(Dataset entries)
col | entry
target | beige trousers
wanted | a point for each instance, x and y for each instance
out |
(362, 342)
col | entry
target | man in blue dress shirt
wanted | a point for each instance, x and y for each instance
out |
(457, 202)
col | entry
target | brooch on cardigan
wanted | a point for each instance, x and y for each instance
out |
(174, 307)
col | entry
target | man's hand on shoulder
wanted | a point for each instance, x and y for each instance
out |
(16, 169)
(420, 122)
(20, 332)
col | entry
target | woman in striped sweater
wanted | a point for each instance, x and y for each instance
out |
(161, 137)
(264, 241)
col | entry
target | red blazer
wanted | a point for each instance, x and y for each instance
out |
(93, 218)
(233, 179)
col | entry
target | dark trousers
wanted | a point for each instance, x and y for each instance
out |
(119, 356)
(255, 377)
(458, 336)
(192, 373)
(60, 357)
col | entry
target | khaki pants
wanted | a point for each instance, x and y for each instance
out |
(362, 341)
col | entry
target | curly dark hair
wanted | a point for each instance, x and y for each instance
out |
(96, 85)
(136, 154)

--

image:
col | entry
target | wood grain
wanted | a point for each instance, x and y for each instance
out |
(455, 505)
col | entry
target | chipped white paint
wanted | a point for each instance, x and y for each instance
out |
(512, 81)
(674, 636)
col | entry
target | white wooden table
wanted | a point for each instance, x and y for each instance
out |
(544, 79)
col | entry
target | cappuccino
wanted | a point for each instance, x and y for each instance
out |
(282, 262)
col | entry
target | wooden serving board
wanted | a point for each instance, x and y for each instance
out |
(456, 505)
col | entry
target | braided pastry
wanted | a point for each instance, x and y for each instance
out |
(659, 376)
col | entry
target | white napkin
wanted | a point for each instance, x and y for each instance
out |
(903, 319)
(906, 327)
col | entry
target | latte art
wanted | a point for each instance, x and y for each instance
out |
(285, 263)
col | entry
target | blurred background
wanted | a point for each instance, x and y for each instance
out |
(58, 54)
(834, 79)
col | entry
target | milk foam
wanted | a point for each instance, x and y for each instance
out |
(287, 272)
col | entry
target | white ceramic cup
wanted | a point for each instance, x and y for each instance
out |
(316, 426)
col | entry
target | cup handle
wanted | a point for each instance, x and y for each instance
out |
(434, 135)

• **Activity**: Copy each line from the records above that includes the string "wooden".

• **Answer to this exercise**:
target | white wooden table
target | wooden serving board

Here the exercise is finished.